Written instruction A = Change "drop a point" to "place a marker" throughout the records below and write them out again with nothing else altered. Please leave the pictures out of your answer.
########
A V12 with the wind in your hair: Touring Superleggera strips the roof off the Ferrari 550
© Touring Superleggera
Italian atelier Touring Superleggera has unveiled the Veloce12 Aperta — the open-top version of its project built on the Ferrari 550 Maranello. This is not a new Ferrari but a pricey restomod interpretation of the classic front-engined V12 with a manual gearbox, a removable roof and an almost museum-grade attention to detail.
The roof consists of two removable panels that stow away in a dedicated compartment inside the car. An aluminium arch now frames the rear window, while the Alba White exterior with a white-and-burgundy cabin nods to the Maserati 3500 GT. Beneath the elegant skin, the Ferrari hardware remains: a 5.5-litre V12 producing around 500 bhp, rear-wheel drive and a six-speed manual gearbox with an open gate.
Performance is unchanged from the coupe: 0–100 km/h in 4.4 seconds, top speed around 290 km/h. A Supersprint exhaust handles the soundtrack and the body is made of carbon fibre. Also on the spec sheet: Brembo brakes, TracTive adaptive suspension, a stiffened chassis, plenty of leather and just enough modern electronics — exactly the dose required not to ruin the old-school atmosphere.
########
Written instruction B =
Answer these questions from the article on the Veloce12 Aperta:
(i) What is the exterior color?
(ii) How many seconds does it take to reach 100 km/h?
(iii) Where are the two roof panels stowed?

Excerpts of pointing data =
########
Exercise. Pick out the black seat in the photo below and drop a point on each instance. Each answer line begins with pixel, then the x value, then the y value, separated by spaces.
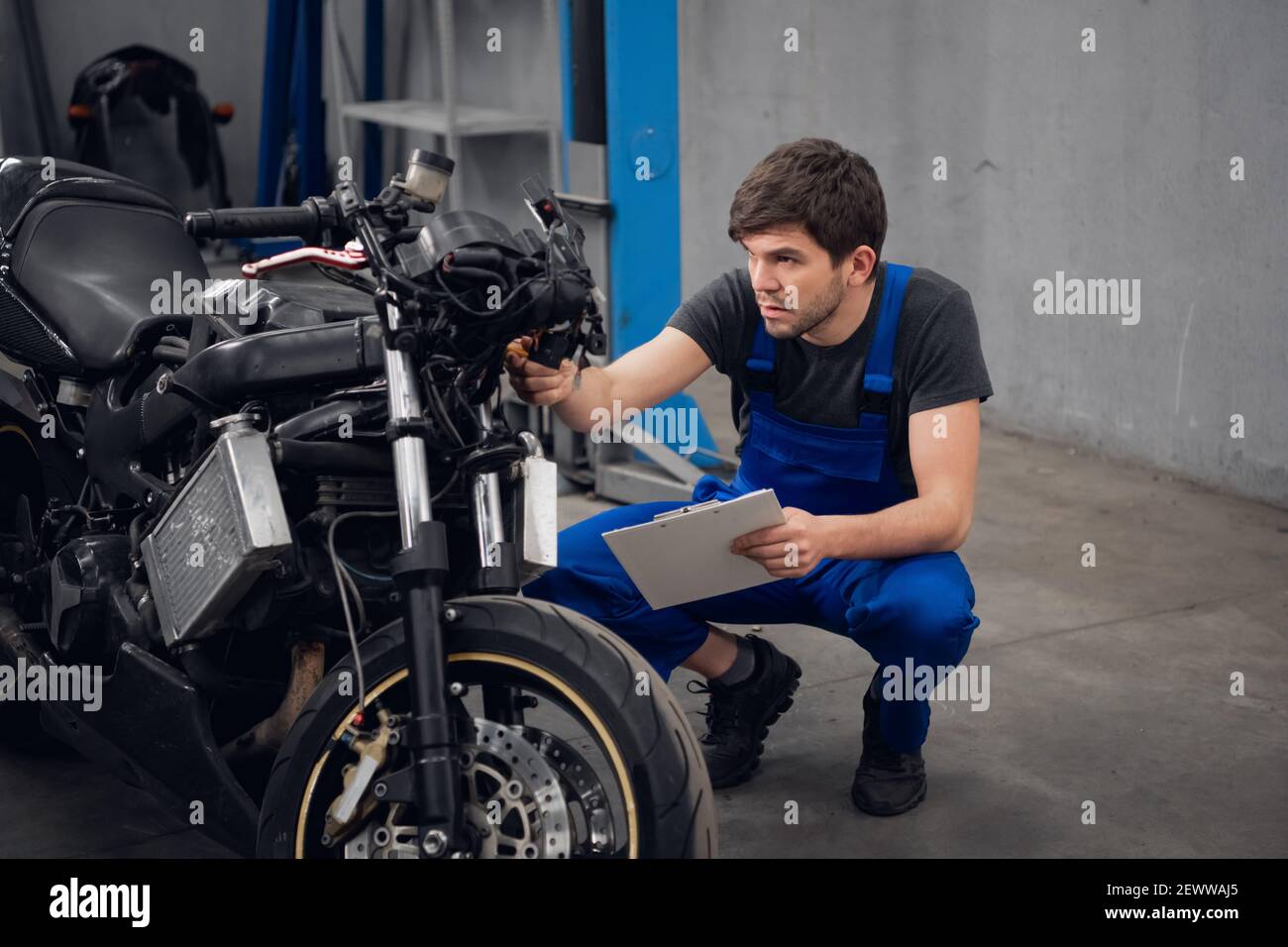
pixel 25 182
pixel 85 253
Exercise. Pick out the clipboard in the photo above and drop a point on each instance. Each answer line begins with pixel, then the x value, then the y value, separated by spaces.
pixel 683 554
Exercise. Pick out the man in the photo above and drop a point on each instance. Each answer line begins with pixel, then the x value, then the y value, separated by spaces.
########
Task response A =
Exercise. Pick out the black seat in the photo below and place a marker on each instance. Each answer line begins with pixel, then the x value, then the y value, separated by spaces.
pixel 25 182
pixel 85 253
Exercise. Pick out the clipboard in the photo above and place a marker on each instance. Each answer line begins with pixel, then the x value, then the y value, separated by spaces.
pixel 683 554
Exercise. Pick out the man in the photo above and place a marker on each instance. Each answer line begins with pixel, then the x value, then the y value, separated by spaces.

Task response B =
(i) Alba White
(ii) 4.4 seconds
(iii) In a dedicated compartment inside the car